### Entries ###

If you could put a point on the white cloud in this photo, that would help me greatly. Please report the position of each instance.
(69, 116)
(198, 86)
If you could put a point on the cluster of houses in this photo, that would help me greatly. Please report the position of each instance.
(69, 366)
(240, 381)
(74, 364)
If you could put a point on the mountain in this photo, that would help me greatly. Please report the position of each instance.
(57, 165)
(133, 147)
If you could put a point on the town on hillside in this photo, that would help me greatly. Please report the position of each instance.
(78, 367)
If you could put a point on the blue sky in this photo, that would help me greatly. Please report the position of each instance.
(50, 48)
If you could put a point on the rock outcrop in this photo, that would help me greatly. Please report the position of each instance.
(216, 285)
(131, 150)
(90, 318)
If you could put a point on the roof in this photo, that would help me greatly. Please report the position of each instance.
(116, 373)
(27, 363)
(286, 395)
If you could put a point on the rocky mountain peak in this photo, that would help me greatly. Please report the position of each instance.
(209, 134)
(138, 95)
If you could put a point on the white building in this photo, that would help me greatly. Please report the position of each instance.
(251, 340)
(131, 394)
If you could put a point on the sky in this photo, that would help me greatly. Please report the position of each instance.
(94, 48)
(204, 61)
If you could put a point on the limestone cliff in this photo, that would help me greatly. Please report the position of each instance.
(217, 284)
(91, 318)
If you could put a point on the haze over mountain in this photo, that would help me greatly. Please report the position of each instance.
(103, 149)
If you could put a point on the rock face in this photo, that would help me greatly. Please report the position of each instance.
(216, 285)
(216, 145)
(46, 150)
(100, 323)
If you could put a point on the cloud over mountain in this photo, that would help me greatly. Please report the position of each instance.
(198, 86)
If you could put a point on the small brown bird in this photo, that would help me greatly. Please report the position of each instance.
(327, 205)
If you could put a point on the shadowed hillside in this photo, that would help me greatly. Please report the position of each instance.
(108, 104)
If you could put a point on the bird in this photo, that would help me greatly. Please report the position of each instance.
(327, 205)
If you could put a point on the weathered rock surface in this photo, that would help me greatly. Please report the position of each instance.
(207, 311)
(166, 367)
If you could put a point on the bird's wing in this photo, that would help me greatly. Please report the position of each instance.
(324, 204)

###

→ **Aim of the exercise**:
Could you scale these records, starting at the line containing "If you could put a point on the rock face" and ending with the final line of the records? Give back only those lines, requests included, with every coordinate in the answers multiplied by 1.75 and rounded to a whole number, halves rounding up.

→ **Written reply**:
If you could put a point on the rock face in this photo, that would help me greatly. Please report the position of each instance.
(378, 499)
(378, 254)
(81, 263)
(175, 565)
If you could put a point on the cloud over mountain in this photo, that would help me greatly. Please report the position of each instance.
(347, 151)
If you could put a point on the small brown bird in this photo, that would help me greatly. Please report the position of each instance.
(572, 359)
If you could put a point on the shadowed hillside in this photo, that would help me greatly. Please report the position of each instance.
(189, 182)
If you could put a point on the bird in this photo, that would help me greatly. Please report the position of each instance.
(572, 359)
If you could put a point on the weathered rock surface in this photo, that would help me greatly. Please report the position of each instance.
(362, 544)
(291, 642)
If you could put a point on the bird's wing in this photo, that would help me greatly. Please report the position of each instance.
(567, 357)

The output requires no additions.